» **EXERCISE REQUIREMENTS**
Copy the post about Mitt Romney's speech from "Yet, within just" to "in the Constitution.", and change every "precepts" to "tenets".

Friday, December 07, 2007

Irony, Speechified

Mitt Romney's speech aimed at comforting Christians about his Mormonism hit most of the right notes.

It is comforting to know that
As Governor, I tried to do the right as best I knew it, serving the law and answering to the Constitution. I did not confuse the particular teachings of my church with the obligations of the office and of the Constitution – and of course, I would not do so as President. I will put no doctrine of any church above the plain duties of the office and the sovereign authority of the law.
Yet, within just a couple column inches, he contradicts himself:
There are some for whom these commitments are not enough. They would prefer it if I would simply distance myself from my religion, say that it is more a tradition than my personal conviction, or disavow one or another of its precepts. That I will not do.
How wonderful, to have it both ways. Just as with the Bible or the Quran, one would not have to search the Book of Mormon particularly carefully or long to find divine precepts that collide head on with the Constitution.

Then he raises the very real concern he either has not read, or has not understood, the very Constitution he swears to uphold:
There are some who would have a presidential candidate describe and explain his church's distinctive doctrines. To do so would enable the very religious test the founders prohibited in the Constitution.
Memo to Mitt: the prohibition of which you speak is imposed upon the government, not voters. As Christopher Hitchens puts it:
... Romney makes himself absurd by saying that Mormons may not be asked about the tenets of their faith, lest this infringe the constitutional ban on a religious test for public office. Here is another failure of understanding on his part. He is not being told: Answer this question in the wrong way, and you become ineligible. He is being told: Your family is prominent in a notorious church that proselytizes its views in a famously aggressive manner. Are you only now deciding to make a secret of your beliefs? And if so, why? Would he expect a Scientologist to be able to avoid questions about L. Ron Hubbard?

(Raw records)
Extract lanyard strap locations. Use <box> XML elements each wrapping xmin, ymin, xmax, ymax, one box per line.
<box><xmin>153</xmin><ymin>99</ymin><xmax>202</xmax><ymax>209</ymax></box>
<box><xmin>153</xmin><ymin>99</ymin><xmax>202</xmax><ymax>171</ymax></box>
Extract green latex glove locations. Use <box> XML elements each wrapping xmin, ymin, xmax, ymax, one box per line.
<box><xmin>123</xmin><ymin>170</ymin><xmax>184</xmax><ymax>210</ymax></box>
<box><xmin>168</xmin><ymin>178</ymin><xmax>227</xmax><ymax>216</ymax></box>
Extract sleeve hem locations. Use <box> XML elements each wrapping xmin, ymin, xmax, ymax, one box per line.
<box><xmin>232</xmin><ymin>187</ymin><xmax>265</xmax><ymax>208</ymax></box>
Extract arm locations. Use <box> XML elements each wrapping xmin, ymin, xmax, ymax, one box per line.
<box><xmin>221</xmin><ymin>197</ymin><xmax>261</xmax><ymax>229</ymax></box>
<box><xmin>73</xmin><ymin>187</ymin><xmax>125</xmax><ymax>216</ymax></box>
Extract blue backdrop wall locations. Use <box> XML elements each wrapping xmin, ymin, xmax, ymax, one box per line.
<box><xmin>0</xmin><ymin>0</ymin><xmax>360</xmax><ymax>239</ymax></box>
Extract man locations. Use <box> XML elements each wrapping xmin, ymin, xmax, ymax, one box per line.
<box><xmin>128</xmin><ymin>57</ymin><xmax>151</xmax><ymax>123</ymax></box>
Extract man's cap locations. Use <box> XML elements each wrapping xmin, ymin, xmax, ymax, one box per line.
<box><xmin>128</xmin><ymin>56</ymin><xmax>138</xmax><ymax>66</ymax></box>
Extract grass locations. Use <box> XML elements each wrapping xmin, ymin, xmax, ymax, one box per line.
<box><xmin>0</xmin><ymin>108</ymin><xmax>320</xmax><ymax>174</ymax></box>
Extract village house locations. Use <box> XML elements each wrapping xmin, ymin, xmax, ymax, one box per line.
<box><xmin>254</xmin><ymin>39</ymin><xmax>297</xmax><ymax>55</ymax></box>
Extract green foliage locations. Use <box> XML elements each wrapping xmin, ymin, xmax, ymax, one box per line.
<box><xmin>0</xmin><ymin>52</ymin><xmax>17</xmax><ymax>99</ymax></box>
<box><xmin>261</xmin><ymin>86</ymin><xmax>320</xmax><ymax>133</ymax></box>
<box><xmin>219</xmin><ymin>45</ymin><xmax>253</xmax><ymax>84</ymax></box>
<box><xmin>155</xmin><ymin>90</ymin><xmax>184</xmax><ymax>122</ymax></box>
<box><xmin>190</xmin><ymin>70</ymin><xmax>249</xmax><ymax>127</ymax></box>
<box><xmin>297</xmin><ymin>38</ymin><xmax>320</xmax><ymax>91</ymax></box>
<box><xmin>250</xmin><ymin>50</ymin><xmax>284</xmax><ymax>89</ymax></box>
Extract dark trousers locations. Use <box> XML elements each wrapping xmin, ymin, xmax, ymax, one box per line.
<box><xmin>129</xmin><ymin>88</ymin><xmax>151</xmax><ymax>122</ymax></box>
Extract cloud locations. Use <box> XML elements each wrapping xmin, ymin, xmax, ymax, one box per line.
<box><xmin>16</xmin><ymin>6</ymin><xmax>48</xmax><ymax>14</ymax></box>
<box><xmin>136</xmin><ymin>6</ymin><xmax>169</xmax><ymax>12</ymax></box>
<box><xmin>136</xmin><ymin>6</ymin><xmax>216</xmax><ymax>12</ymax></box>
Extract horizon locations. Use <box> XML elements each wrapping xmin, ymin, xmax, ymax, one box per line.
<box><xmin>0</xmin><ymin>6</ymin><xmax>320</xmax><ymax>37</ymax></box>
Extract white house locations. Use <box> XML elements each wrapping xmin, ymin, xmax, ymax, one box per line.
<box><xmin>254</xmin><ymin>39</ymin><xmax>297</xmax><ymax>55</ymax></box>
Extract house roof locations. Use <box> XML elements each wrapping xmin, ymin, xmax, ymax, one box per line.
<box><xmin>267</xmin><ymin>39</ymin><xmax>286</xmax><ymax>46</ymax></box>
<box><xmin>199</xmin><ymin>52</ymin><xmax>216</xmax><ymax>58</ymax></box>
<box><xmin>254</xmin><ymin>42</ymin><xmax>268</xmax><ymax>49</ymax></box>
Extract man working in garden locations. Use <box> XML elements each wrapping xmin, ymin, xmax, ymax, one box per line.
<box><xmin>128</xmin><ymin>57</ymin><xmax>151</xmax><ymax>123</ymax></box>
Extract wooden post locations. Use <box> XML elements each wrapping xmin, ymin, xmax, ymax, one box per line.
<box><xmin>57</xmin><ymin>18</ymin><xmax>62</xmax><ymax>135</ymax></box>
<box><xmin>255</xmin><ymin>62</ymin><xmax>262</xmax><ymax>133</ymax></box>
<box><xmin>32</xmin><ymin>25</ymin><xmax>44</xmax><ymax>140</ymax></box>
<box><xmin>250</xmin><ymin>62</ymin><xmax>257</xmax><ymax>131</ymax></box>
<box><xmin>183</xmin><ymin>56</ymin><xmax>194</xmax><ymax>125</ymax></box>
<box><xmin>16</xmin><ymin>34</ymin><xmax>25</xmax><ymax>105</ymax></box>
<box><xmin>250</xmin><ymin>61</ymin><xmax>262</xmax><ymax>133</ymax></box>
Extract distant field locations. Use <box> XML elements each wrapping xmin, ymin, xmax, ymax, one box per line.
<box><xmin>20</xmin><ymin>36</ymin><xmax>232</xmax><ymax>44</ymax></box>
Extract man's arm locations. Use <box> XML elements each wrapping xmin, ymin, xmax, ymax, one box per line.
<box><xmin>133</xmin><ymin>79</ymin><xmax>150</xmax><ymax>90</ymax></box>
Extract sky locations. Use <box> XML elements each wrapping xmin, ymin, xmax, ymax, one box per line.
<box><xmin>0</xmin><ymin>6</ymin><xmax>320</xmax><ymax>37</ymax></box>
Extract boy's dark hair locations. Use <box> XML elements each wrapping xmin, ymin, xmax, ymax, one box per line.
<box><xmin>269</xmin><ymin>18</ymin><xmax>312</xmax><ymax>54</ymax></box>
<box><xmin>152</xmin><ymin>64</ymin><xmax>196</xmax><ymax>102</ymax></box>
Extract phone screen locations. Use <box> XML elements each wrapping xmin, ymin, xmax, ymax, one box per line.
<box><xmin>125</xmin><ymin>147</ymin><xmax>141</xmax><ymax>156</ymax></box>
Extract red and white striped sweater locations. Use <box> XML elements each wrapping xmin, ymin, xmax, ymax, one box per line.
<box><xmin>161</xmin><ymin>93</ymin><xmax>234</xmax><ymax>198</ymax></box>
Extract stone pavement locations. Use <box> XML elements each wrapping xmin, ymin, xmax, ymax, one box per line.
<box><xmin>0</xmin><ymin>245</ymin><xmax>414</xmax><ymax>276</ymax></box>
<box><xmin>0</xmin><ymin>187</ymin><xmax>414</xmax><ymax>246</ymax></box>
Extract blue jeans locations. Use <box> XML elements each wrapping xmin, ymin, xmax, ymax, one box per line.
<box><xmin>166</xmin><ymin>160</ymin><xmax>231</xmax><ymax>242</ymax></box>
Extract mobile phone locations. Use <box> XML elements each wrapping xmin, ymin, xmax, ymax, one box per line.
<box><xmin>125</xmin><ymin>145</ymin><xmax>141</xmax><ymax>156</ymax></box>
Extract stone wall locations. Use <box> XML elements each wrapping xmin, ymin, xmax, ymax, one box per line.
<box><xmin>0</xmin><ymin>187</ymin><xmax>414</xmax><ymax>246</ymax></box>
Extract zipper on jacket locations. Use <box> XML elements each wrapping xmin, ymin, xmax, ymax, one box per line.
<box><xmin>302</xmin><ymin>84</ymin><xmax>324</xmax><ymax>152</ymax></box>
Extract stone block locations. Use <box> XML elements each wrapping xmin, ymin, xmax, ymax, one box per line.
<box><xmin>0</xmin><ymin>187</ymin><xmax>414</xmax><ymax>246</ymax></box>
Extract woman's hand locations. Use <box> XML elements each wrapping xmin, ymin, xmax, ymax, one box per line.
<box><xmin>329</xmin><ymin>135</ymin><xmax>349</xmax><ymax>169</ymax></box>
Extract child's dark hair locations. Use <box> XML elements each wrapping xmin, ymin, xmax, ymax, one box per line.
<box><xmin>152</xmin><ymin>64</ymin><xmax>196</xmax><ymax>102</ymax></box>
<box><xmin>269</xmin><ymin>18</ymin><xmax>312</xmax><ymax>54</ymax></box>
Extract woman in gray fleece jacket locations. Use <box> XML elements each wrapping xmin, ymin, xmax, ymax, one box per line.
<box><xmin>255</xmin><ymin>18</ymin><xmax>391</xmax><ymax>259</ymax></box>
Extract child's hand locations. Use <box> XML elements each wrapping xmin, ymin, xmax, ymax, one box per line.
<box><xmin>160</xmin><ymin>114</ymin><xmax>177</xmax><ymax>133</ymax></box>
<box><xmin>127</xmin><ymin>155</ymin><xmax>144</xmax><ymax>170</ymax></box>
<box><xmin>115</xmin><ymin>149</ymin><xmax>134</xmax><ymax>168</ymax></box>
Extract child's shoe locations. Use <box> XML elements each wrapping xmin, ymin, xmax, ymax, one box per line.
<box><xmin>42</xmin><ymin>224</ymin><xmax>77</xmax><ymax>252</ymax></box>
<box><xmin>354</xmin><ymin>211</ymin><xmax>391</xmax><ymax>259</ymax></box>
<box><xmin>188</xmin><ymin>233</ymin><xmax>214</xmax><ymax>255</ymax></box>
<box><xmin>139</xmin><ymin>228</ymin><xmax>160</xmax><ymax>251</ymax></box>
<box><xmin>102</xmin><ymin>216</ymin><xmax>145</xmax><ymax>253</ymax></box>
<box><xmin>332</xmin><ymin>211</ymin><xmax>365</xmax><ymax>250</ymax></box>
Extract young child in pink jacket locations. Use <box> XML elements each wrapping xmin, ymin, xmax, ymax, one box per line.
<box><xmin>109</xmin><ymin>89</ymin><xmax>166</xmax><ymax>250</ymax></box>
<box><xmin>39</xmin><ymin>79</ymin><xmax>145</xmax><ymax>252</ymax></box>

» **CORRECT OUTPUT**
Yet, within just a couple column inches, he contradicts himself:
There are some for whom these commitments are not enough. They would prefer it if I would simply distance myself from my religion, say that it is more a tradition than my personal conviction, or disavow one or another of its tenets. That I will not do.
How wonderful, to have it both ways. Just as with the Bible or the Quran, one would not have to search the Book of Mormon particularly carefully or long to find divine tenets that collide head on with the Constitution.

Then he raises the very real concern he either has not read, or has not understood, the very Constitution he swears to uphold:
There are some who would have a presidential candidate describe and explain his church's distinctive doctrines. To do so would enable the very religious test the founders prohibited in the Constitution.